All of the data needs to be repeated exactly.

....................

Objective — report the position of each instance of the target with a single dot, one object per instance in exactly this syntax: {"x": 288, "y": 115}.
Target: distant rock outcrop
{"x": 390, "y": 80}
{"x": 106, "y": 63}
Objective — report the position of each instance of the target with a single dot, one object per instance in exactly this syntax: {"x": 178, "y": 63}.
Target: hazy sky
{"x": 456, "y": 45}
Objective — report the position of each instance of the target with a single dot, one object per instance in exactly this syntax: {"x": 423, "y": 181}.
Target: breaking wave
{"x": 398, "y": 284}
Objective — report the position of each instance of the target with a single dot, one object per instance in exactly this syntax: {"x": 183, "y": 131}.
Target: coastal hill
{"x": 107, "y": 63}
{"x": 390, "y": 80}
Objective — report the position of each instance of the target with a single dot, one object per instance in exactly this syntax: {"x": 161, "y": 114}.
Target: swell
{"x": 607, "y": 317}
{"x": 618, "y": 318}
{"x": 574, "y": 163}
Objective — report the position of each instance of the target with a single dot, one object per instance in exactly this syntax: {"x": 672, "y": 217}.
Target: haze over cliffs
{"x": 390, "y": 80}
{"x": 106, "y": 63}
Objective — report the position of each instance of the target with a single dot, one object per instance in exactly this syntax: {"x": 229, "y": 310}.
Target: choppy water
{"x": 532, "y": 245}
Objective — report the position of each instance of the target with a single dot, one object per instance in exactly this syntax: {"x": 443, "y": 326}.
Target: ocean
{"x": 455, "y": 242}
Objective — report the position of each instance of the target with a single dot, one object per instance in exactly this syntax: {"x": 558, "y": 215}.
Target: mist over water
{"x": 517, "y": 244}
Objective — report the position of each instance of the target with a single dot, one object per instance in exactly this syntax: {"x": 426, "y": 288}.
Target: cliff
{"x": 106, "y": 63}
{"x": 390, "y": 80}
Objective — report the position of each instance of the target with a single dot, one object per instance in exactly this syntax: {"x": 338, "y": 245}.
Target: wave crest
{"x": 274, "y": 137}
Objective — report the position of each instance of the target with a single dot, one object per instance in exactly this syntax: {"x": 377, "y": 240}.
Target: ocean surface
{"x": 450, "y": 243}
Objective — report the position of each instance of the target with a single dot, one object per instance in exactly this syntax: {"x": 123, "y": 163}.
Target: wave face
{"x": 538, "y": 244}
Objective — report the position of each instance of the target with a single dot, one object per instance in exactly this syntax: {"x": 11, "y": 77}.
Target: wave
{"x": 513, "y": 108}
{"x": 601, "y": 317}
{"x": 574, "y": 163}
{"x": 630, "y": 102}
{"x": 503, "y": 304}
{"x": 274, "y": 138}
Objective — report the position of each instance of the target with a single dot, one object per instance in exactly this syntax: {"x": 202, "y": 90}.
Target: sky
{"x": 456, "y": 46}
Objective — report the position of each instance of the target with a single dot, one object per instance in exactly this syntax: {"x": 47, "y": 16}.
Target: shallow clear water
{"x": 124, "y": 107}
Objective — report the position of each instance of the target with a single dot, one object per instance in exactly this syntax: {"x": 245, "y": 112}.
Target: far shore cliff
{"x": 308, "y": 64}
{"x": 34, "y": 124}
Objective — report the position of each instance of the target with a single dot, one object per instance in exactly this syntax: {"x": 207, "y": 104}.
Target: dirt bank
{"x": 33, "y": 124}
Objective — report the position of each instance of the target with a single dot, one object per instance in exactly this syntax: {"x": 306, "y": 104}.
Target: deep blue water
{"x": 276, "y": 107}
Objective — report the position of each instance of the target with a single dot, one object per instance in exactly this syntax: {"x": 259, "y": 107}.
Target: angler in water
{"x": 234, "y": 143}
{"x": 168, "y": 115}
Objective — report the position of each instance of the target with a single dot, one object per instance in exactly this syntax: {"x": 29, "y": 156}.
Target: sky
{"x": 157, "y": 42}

....................

> _EXERCISE RESPONSE_:
Objective — report the position of each instance of the target with a single dot, one object per instance in exactly this syntax: {"x": 288, "y": 115}.
Target: distant rock outcrop
{"x": 390, "y": 80}
{"x": 106, "y": 63}
Objective — report the position of each instance of the target with a single dot, one object per instance in exactly this syntax: {"x": 178, "y": 63}.
Target: hazy sky
{"x": 456, "y": 45}
Objective — report the position of each instance of the target with a single dot, one object per instance in exactly this syntax: {"x": 423, "y": 181}.
Target: breaking wave
{"x": 398, "y": 284}
Objective — report the position of each instance of the target with a single dot, one object per instance in exactly this syntax: {"x": 183, "y": 131}.
Target: coastal hill
{"x": 107, "y": 63}
{"x": 390, "y": 80}
Objective — report the position of each instance of the target with a single dot, one object per instance in exactly this syntax: {"x": 161, "y": 114}.
Target: swell
{"x": 607, "y": 317}
{"x": 618, "y": 318}
{"x": 574, "y": 163}
Objective — report the position of each instance of the target with a single dot, one object per instance in exactly this syntax: {"x": 672, "y": 217}.
Target: haze over cliffs
{"x": 390, "y": 80}
{"x": 106, "y": 63}
Objective — report the position of each instance of the target with a single dot, one object per instance in exactly this syntax: {"x": 229, "y": 310}.
Target: choppy water
{"x": 532, "y": 245}
Objective — report the position of each instance of the target with a single dot, one object per instance in exactly this syntax: {"x": 443, "y": 326}.
Target: ocean
{"x": 455, "y": 242}
Objective — report the position of each instance of the target with a single dot, one object per instance in exactly this syntax: {"x": 558, "y": 215}.
Target: mist over water
{"x": 517, "y": 244}
Objective — report the position of each instance of the target with a single dot, one object per instance in exactly this syntax: {"x": 426, "y": 288}.
Target: cliff
{"x": 106, "y": 63}
{"x": 390, "y": 80}
Objective — report the position of each instance of the target with a single dot, one object per instance in exactly this syntax: {"x": 338, "y": 245}.
Target: wave crest
{"x": 274, "y": 137}
Objective — report the position of each instance of the target with a single dot, one object per instance in exactly this syntax: {"x": 377, "y": 240}.
Target: ocean surface
{"x": 450, "y": 243}
Objective — report the position of each instance of the target with a single dot, one object per instance in exactly this syntax: {"x": 123, "y": 163}.
Target: wave face
{"x": 538, "y": 244}
Objective — report the position of each instance of the target with a single dot, one object per instance in exactly this syntax: {"x": 11, "y": 77}.
Target: wave
{"x": 513, "y": 108}
{"x": 601, "y": 317}
{"x": 574, "y": 163}
{"x": 630, "y": 102}
{"x": 503, "y": 304}
{"x": 274, "y": 138}
Objective — report the position of each instance of the target with a single dot, one object per instance in exactly this syntax: {"x": 202, "y": 90}.
Target: sky
{"x": 456, "y": 46}
Objective — report the position of each instance of the target with a single dot, one object per instance in exactly this syntax: {"x": 47, "y": 16}.
Target: shallow clear water
{"x": 124, "y": 107}
Objective — report the position of each instance of the target with a single dot, one object per instance in exactly this syntax: {"x": 245, "y": 112}.
Target: far shore cliff
{"x": 308, "y": 64}
{"x": 34, "y": 124}
Objective — report the position of each instance of the target with a single dot, one object per instance in exactly this syntax: {"x": 207, "y": 104}.
Target: dirt bank
{"x": 33, "y": 124}
Objective — report the position of each instance of the target with a single dot, one object per instance in exactly this syntax: {"x": 306, "y": 104}.
Target: deep blue water
{"x": 276, "y": 107}
Objective — report the position of each instance of the target with a single dot, one object per instance in exactly this syntax: {"x": 259, "y": 107}.
Target: angler in water
{"x": 234, "y": 143}
{"x": 168, "y": 115}
Objective — report the position of each instance of the target with a single dot, one object per instance in exactly this syntax: {"x": 29, "y": 156}.
Target: sky
{"x": 157, "y": 42}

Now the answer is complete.